### Passage shown ###
Oh, how Abby Book loathes the tired typecasting of Wonder.
"Once again, you've got a hit movie that shows a very Hollywood version of disability," says Book, 41. She lives in Boiling Springs, about a half-hour southwest of Harrisburg, with her husband and their 14-year-old triplets, one of whom – Evan – has a decidedly anti-Hollywood version of disability: He's neurologically impaired, and has a very low IQ and apraxia of speech, which means his brain won't let his mouth form the words he wants to say.
In movies like Wonder, Book says, the disabled protagonists are always independent and cute and easy to love.
"Just once," she sighs, "I wish Hollywood would portray a disabled person who's like my son. Evan doesn't speak. He drools. He always has his finger up his nose. He puts his face in your face. He poops his pants. He will never be able to read or write. People like him don't have much to offer society. But because they're human, their humanity itself should be enough for society to love and accept them."
Thankfully, Evan experiences many places of grace.
The aides and staff at Boiling Springs Public High School, where Evan is enrolled in life-skills classes, just plain "get" him, says his mom; the principal even lets Evan accompany him on hall patrols.
At the public pool, the lifeguards look out for Evan and all the adults give him happy waves. At the family's church, Evan is deeply loved and senses how thoroughly he is knitted into the congregation.
None of this makes for a grand Hollywood moment, but it does make for the small lovely ones that matter to a kid dealt a very difficult hand.
### Excerpted records ###
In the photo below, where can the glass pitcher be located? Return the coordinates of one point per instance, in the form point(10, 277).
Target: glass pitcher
###
### Excerpted records ###
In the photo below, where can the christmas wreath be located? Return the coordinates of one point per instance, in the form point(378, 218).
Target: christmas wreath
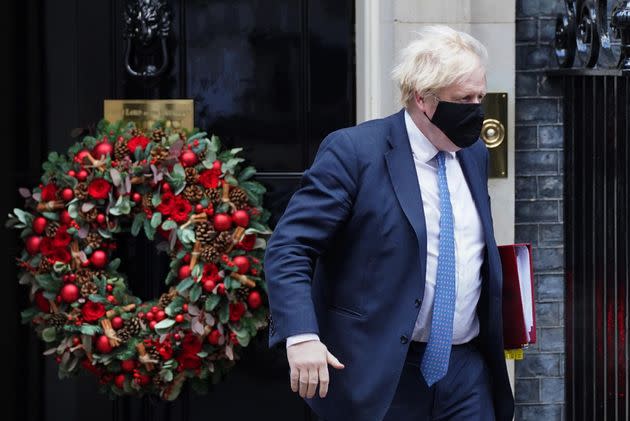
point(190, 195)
###
### Excerpted records ###
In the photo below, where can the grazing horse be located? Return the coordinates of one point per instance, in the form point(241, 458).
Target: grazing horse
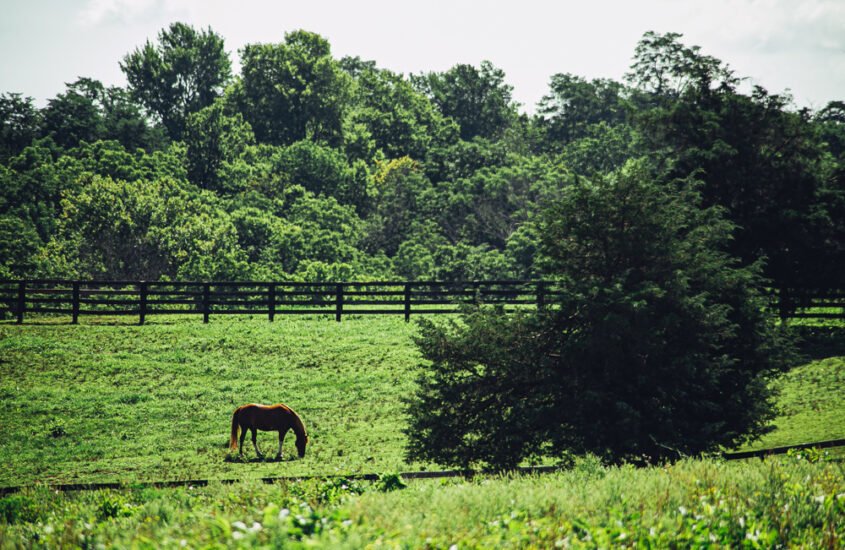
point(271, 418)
###
▶ _What you need to do_: Continue the passage about Abby Book and her son Evan from the point after its last sentence.

▶ _Response area_:
For Ron Bishop's son, Neil, such moments unfold in three favorite settings: a swimming pool, where he can slap-splash; stairs of any kind; and on the escalator at Barnes & Noble at Christiana Mall in Newark, Del.
The store has become a place of grace for Neil, 15, who has cystic fibrosis and is intellectually disabled. He spends hours moving on and off the escalator, says his father, Ron, pushing the guide rail as if he alone is powering it.
"The bookstore staff from the start of Neil's fascination with the escalator has been extremely kind and accommodating," writes Bishop in the forward of his compelling new book, Holding Up the Sky Together: Exploring the National Narrative About People With Intellectual Disabilities (Hamilton Books, 2017).
"My wife, Sheila, and I know many of them by name," writes Bishop, 55, a communications professor at Drexel University. "We greet them as though they were coworkers, even friends, though a few of them aren't completely sold on the idea of allowing a teenage boy with special needs to commandeer their escalator for 90 minutes at a time….
"Other kids have been castigated for their rambunctious escalator behavior, but Neil rolls merrily along, up and down, laughing and observing. Once, when one of the escalators was shut down for repairs, a genuine look of sadness crossed the face of Tom, who like many of his colleagues has come to know what these visits mean to Neil and has graciously given him space."
Small moments that matter
If this column were a Hollywood movie, this is where the music would swell, and we'd see Rasheem Davis from Pegasus Riding Academy standing next to Josh Silverman in his Flyers jersey. Evan Book, Alicia Wurster, Neil Bishop would join them, and they'd rise up and sing an anthem of thanks to those who see them beyond their disabilities. The movie would end to thunderous cheers from the crowded theater.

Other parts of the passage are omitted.